Stated exercise: Please extract every line below that contains the string "sleeve", matching case exactly.

Records of labeled boxes:
========================================
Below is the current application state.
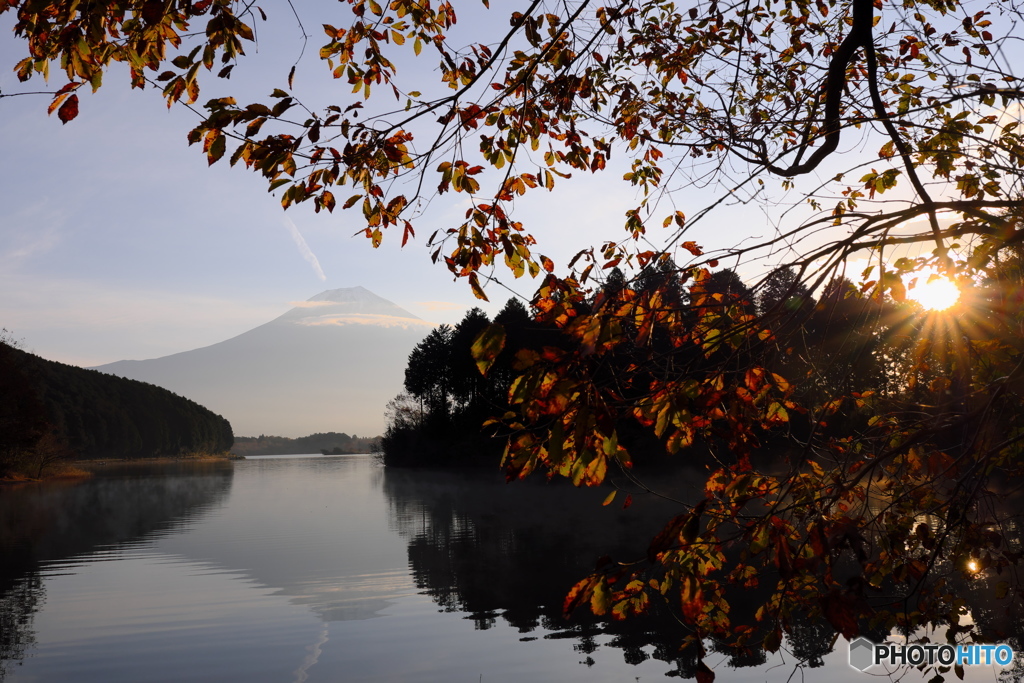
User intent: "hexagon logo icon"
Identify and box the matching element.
[850,638,874,671]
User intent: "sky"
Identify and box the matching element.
[0,0,999,374]
[0,2,761,374]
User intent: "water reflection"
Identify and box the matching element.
[384,470,724,678]
[383,470,1024,678]
[0,463,232,680]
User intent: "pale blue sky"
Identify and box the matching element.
[0,0,950,366]
[0,3,753,365]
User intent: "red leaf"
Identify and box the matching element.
[57,95,78,123]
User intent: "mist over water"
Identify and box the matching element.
[0,457,1007,683]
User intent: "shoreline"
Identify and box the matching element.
[0,453,235,486]
[76,453,240,468]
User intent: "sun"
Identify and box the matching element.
[907,275,959,310]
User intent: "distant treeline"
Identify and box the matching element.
[381,299,552,467]
[382,259,958,467]
[0,340,233,476]
[231,432,380,456]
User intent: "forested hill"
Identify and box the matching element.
[0,344,233,470]
[231,432,380,456]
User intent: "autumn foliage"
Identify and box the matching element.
[6,0,1024,678]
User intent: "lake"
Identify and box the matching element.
[0,456,1007,683]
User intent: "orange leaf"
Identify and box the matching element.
[57,95,78,123]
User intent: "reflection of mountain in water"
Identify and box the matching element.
[0,462,231,680]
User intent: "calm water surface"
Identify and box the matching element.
[0,457,1007,683]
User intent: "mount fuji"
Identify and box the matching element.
[95,287,434,437]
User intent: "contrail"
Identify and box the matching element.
[285,216,327,283]
[293,622,328,683]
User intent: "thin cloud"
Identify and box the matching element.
[298,313,437,329]
[285,216,327,283]
[288,301,338,308]
[415,301,465,310]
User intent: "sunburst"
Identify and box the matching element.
[907,274,961,310]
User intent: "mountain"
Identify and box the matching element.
[90,287,434,436]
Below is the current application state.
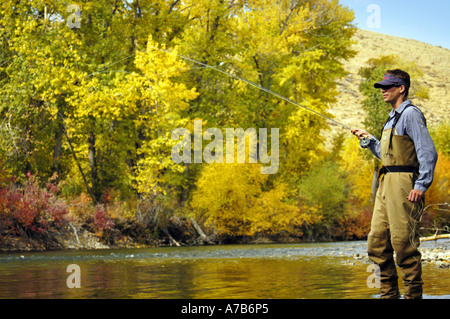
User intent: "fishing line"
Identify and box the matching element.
[151,46,352,130]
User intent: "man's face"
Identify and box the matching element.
[381,85,405,103]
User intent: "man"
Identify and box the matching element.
[352,69,437,299]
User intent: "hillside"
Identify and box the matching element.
[331,30,450,136]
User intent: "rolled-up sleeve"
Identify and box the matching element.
[403,108,438,192]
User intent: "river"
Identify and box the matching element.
[0,241,450,299]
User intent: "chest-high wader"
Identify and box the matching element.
[367,105,423,298]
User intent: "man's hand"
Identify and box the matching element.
[351,129,370,140]
[406,189,423,202]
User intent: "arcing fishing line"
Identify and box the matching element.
[151,47,352,130]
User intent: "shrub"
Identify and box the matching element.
[0,173,68,232]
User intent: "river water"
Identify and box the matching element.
[0,241,450,299]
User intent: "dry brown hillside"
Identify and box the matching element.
[331,30,450,136]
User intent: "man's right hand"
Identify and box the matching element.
[351,129,370,140]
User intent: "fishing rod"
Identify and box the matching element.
[151,46,352,130]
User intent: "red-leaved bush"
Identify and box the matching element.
[94,204,114,231]
[0,173,68,232]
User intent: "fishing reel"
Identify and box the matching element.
[359,137,370,148]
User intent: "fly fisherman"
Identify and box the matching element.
[352,69,437,299]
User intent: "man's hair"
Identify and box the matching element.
[386,69,411,100]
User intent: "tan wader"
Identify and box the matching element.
[368,128,424,298]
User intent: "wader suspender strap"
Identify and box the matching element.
[378,104,419,179]
[380,104,411,149]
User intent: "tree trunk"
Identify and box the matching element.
[88,118,100,202]
[52,108,64,183]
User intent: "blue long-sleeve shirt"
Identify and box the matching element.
[369,100,437,192]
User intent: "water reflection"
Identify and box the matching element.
[0,242,450,299]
========================================
Answer for this exercise:
User intent: "rolled-up sleeve"
User intent: "blue long-sleeve shirt"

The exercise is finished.